*EXERCISE REQUIREMENTS*. When you write out the material, keep every line exactly as it is.

*SUPPLIED ENTRIES*.
-------
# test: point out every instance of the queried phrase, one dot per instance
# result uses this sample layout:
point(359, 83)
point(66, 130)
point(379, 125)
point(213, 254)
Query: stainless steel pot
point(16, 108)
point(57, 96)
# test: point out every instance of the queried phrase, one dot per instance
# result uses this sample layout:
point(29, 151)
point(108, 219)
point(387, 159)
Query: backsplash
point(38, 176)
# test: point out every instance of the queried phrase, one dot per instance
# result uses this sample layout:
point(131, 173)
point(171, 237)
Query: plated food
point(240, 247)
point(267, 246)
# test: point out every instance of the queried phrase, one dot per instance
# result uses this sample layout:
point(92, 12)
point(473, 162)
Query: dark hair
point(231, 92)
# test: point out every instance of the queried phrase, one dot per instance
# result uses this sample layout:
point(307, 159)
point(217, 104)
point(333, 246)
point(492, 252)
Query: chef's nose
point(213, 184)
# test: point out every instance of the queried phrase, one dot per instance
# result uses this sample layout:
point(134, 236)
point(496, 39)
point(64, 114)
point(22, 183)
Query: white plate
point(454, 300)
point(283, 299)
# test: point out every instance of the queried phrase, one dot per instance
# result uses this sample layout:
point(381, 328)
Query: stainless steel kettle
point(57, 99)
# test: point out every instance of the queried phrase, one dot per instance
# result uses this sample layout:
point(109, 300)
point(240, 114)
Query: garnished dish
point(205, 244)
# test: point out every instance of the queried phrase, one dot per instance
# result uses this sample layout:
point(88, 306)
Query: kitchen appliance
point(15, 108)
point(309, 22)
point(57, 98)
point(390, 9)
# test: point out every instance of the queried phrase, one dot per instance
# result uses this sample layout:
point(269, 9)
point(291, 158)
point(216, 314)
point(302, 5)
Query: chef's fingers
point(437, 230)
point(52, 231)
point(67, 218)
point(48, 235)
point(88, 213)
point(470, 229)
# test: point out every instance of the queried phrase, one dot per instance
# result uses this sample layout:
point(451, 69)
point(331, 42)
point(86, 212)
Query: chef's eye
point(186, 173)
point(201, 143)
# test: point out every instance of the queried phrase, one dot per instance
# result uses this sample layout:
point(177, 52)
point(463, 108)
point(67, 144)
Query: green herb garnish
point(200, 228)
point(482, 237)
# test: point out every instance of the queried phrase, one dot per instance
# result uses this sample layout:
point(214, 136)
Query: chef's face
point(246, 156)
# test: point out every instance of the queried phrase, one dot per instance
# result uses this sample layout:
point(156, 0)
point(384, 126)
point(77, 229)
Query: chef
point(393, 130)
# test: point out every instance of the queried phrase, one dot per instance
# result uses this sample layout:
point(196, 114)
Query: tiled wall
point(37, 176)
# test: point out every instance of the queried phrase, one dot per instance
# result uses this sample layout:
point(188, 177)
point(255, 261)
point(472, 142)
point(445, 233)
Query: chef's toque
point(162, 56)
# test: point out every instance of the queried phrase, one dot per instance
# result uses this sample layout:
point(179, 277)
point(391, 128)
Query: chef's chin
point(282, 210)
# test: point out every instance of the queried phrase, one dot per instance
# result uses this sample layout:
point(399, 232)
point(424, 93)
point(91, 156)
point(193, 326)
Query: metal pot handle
-------
*RESULT OF THE TASK*.
# test: point out every instance of the queried phrase, one dot per instance
# result uses this sample layout:
point(359, 83)
point(66, 130)
point(379, 125)
point(213, 254)
Query: stainless steel pot
point(16, 108)
point(57, 96)
# test: point out every instance of the queried phrase, one dot per instance
# result uses this sample layout:
point(29, 151)
point(108, 219)
point(387, 159)
Query: backsplash
point(38, 176)
# test: point out every instance of the queried phrase, one dot per instance
# result uses this sample layout:
point(131, 173)
point(171, 237)
Query: plated food
point(240, 247)
point(267, 246)
# test: point out every instance of the queried phrase, one dot per instance
# result uses this sample layout:
point(92, 12)
point(473, 162)
Query: dark hair
point(231, 92)
# test: point out every instance of the queried phrase, one dot per instance
# result uses this sample layout:
point(307, 159)
point(217, 104)
point(333, 246)
point(492, 252)
Query: chef's nose
point(213, 184)
# test: point out every instance of the queried phrase, one dot per instance
# result uses this sample layout:
point(134, 236)
point(496, 39)
point(64, 114)
point(22, 183)
Query: white plate
point(454, 300)
point(283, 299)
# test: point out every instance of the queried phrase, one dot per instance
# result uses this sample layout:
point(381, 328)
Query: stainless steel kettle
point(57, 99)
# test: point out every instance of the queried phrase, one dot per instance
# result uses this sample layout:
point(109, 300)
point(240, 114)
Query: garnished dish
point(205, 244)
# test: point out every instance of the queried phrase, one dot per instance
# result uses this sample layout:
point(88, 306)
Query: kitchen appliance
point(15, 108)
point(309, 22)
point(57, 98)
point(390, 9)
# test: point out every instance of the queried phrase, one dot per instance
# result uses this sample layout:
point(269, 9)
point(291, 158)
point(216, 314)
point(302, 5)
Query: chef's fingers
point(437, 230)
point(52, 231)
point(67, 218)
point(48, 235)
point(88, 213)
point(470, 229)
# test: point out every instance of the queried phrase, one dot per instance
# result uses this sample layout:
point(451, 69)
point(331, 42)
point(86, 212)
Query: chef's eye
point(186, 173)
point(201, 143)
# test: point out every instance of the queried phrase, one dot per instance
# result uses this sample layout:
point(177, 52)
point(463, 108)
point(67, 144)
Query: green herb garnish
point(200, 228)
point(482, 237)
# test: point out every instance of the queried phrase, one dot per instance
# result uses this sample layout:
point(214, 136)
Query: chef's face
point(246, 156)
# test: point out every instance of the queried phrase, one dot per instance
# result uses this sample layout:
point(156, 0)
point(384, 126)
point(77, 229)
Query: chef
point(393, 130)
# test: point out every instance of the queried phrase, one dot per instance
# result uses this sample layout:
point(196, 114)
Query: tiled wall
point(37, 176)
# test: point out every instance of the queried phrase, one dot per instance
# result uses this sample layout:
point(188, 177)
point(255, 261)
point(472, 142)
point(445, 233)
Query: chef's toque
point(162, 56)
# test: point out every instance of the queried phrase, one dot per instance
# result uses this sample layout:
point(179, 277)
point(391, 128)
Query: chef's chin
point(282, 210)
# test: point out every instance of the queried phrase, one dot per instance
# result uses this sample layout:
point(399, 232)
point(424, 93)
point(91, 156)
point(193, 326)
Query: metal pot handle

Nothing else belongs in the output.